> _ACTIVITY_: Take the lines below beginning at the line that has "locate: blond hair" and stopping after the line that has "locate: club crest", and print them exactly as they are, with no other lines.

=== Begin Enclosure ===

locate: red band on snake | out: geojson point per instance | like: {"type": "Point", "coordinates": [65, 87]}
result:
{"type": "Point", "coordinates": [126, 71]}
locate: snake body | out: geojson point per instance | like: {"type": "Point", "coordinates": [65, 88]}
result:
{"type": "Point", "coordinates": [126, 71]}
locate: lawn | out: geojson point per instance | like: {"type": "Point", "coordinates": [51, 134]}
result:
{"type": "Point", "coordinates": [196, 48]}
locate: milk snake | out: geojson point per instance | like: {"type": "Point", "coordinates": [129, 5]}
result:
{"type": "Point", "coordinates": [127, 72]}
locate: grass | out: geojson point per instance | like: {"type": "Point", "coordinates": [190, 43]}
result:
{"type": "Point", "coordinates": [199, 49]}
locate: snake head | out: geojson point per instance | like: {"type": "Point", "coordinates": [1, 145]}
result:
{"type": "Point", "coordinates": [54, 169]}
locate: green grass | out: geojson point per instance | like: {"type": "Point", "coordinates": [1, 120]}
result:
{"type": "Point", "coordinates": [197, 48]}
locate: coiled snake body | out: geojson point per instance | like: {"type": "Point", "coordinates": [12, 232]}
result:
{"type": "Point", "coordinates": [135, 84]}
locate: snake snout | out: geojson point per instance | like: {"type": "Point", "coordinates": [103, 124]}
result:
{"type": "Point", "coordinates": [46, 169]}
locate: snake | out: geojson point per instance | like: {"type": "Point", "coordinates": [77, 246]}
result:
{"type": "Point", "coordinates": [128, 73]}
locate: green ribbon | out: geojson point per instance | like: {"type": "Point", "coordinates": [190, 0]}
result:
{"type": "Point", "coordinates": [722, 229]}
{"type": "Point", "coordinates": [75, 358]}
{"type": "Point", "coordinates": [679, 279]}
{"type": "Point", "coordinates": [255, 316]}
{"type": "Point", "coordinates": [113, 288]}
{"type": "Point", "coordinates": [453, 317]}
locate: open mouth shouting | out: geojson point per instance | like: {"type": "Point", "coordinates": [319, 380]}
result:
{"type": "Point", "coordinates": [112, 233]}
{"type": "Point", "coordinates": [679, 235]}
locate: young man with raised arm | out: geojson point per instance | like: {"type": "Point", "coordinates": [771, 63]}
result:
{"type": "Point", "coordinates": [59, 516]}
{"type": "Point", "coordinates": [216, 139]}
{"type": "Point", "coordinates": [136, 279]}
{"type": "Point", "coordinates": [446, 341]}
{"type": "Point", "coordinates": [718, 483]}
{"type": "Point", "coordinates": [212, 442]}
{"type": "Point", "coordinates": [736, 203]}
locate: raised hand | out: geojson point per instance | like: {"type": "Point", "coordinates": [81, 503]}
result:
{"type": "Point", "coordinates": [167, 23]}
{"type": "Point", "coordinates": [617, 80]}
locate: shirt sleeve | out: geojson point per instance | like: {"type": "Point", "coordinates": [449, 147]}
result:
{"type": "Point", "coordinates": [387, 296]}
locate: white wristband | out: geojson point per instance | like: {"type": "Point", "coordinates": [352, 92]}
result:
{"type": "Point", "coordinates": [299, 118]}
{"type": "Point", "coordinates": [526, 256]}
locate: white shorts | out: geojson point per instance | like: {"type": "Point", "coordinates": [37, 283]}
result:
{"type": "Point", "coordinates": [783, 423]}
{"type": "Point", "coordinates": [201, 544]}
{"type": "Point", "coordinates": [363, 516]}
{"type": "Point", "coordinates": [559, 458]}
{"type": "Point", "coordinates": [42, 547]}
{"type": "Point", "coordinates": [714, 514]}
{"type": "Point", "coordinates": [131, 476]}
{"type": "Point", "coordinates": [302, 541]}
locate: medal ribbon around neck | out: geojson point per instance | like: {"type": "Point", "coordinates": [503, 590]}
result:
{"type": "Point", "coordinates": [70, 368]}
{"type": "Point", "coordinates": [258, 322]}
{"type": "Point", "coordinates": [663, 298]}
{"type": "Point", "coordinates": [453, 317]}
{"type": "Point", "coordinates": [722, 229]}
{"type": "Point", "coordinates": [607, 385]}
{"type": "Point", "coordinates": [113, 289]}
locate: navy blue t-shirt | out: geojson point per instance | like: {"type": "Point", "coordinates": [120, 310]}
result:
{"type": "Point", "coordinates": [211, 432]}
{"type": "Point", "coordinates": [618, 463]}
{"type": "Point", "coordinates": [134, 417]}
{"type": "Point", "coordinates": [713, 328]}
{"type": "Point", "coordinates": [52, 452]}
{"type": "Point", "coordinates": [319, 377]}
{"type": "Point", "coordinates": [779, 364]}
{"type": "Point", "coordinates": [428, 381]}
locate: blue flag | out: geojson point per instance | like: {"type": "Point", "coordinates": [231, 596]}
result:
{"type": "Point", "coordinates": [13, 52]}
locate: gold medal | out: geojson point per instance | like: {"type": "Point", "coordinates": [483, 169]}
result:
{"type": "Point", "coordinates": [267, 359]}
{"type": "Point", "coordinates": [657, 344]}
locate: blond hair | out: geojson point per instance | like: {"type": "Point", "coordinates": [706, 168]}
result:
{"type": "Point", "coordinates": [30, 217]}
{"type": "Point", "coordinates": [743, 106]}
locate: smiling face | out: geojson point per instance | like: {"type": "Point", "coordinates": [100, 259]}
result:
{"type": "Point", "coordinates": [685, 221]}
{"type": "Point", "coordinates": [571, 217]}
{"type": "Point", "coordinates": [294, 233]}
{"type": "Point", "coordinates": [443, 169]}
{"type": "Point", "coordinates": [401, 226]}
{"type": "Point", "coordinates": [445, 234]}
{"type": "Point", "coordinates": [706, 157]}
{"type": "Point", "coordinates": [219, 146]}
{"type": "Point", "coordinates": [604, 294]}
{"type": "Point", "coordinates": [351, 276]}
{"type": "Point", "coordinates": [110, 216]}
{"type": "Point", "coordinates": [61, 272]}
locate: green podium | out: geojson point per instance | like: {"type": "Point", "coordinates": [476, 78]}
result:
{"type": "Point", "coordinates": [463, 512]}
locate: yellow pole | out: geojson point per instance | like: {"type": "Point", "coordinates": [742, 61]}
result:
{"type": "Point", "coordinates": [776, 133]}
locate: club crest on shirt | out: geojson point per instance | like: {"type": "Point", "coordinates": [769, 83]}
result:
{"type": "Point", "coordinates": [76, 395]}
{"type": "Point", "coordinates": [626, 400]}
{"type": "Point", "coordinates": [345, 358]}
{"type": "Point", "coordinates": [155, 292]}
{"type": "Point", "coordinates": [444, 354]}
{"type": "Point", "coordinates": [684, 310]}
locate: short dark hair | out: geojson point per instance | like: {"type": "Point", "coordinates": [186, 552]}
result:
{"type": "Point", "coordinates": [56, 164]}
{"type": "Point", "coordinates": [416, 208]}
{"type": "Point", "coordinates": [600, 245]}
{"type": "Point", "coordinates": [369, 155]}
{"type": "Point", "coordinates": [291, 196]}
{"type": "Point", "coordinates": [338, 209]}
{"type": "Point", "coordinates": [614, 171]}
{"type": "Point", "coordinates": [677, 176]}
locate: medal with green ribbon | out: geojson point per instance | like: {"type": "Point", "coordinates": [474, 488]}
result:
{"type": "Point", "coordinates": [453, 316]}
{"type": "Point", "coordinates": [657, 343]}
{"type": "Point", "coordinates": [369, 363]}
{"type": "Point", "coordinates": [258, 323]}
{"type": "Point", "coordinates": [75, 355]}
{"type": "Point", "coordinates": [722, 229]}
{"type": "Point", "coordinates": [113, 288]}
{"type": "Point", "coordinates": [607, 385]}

=== End Enclosure ===
=== Begin Enclosure ===

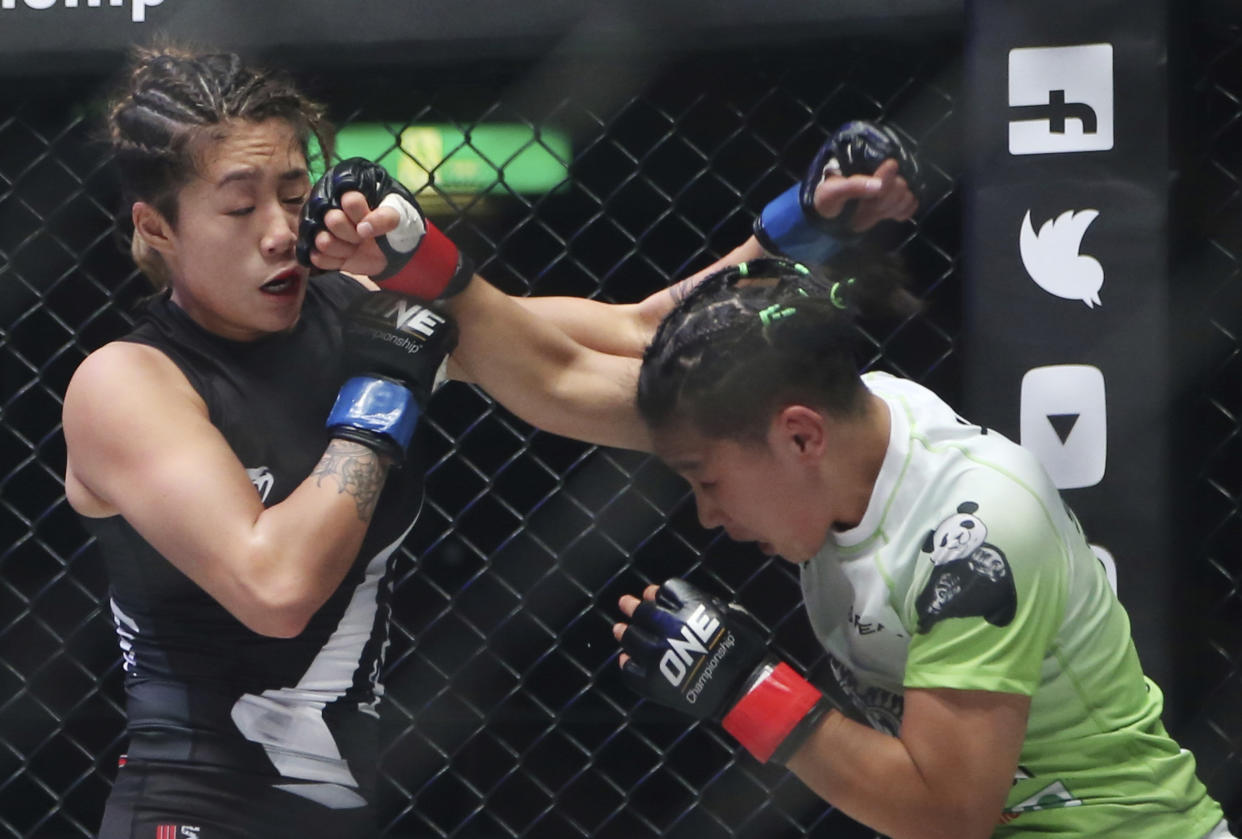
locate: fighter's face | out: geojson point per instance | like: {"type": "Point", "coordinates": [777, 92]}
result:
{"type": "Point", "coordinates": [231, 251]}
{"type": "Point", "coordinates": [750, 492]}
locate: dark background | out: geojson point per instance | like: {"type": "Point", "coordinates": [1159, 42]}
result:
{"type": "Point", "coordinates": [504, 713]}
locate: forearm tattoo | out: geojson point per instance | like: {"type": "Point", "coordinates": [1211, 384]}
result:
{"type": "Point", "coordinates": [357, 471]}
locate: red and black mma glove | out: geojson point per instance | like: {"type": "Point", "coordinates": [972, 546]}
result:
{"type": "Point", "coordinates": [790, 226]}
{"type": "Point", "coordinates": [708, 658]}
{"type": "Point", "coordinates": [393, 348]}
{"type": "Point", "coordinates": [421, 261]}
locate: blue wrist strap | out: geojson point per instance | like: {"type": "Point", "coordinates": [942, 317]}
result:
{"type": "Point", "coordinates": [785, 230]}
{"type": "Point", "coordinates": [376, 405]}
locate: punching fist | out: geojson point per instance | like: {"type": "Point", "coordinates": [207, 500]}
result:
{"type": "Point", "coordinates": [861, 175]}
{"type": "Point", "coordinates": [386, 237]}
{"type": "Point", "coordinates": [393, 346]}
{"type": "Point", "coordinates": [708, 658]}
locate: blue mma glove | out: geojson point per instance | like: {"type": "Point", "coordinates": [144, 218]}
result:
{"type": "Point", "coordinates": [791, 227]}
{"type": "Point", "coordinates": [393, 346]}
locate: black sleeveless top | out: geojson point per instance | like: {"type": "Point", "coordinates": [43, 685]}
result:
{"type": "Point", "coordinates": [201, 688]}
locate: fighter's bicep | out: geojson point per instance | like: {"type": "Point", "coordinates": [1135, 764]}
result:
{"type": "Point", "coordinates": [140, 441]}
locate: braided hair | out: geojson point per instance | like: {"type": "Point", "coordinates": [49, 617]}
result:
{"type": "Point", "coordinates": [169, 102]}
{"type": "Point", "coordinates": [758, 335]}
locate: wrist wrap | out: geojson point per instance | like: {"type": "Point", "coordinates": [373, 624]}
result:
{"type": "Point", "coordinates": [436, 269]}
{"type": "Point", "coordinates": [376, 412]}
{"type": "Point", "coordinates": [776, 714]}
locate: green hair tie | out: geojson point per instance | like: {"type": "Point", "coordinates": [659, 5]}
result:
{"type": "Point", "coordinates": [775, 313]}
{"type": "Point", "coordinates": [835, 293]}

=== End Enclosure ===

> _FINISHED EXERCISE_:
locate: blond hair | out: geojson point per instance | like: {"type": "Point", "coordinates": [706, 168]}
result:
{"type": "Point", "coordinates": [30, 217]}
{"type": "Point", "coordinates": [743, 106]}
locate: smiling face | out: geojson point per instance | like: {"type": "Point", "coordinates": [100, 259]}
result:
{"type": "Point", "coordinates": [685, 221]}
{"type": "Point", "coordinates": [571, 217]}
{"type": "Point", "coordinates": [294, 233]}
{"type": "Point", "coordinates": [443, 169]}
{"type": "Point", "coordinates": [401, 226]}
{"type": "Point", "coordinates": [445, 234]}
{"type": "Point", "coordinates": [706, 157]}
{"type": "Point", "coordinates": [219, 146]}
{"type": "Point", "coordinates": [604, 294]}
{"type": "Point", "coordinates": [351, 276]}
{"type": "Point", "coordinates": [110, 216]}
{"type": "Point", "coordinates": [61, 272]}
locate: green podium | out: geojson point per instance | like: {"type": "Point", "coordinates": [476, 78]}
result:
{"type": "Point", "coordinates": [463, 512]}
locate: yellow pole | out: geojson point per instance | like: {"type": "Point", "coordinates": [742, 61]}
result:
{"type": "Point", "coordinates": [776, 133]}
locate: club crest on shirt | out: geojson point per instance | like: {"type": "Point", "coordinates": [769, 83]}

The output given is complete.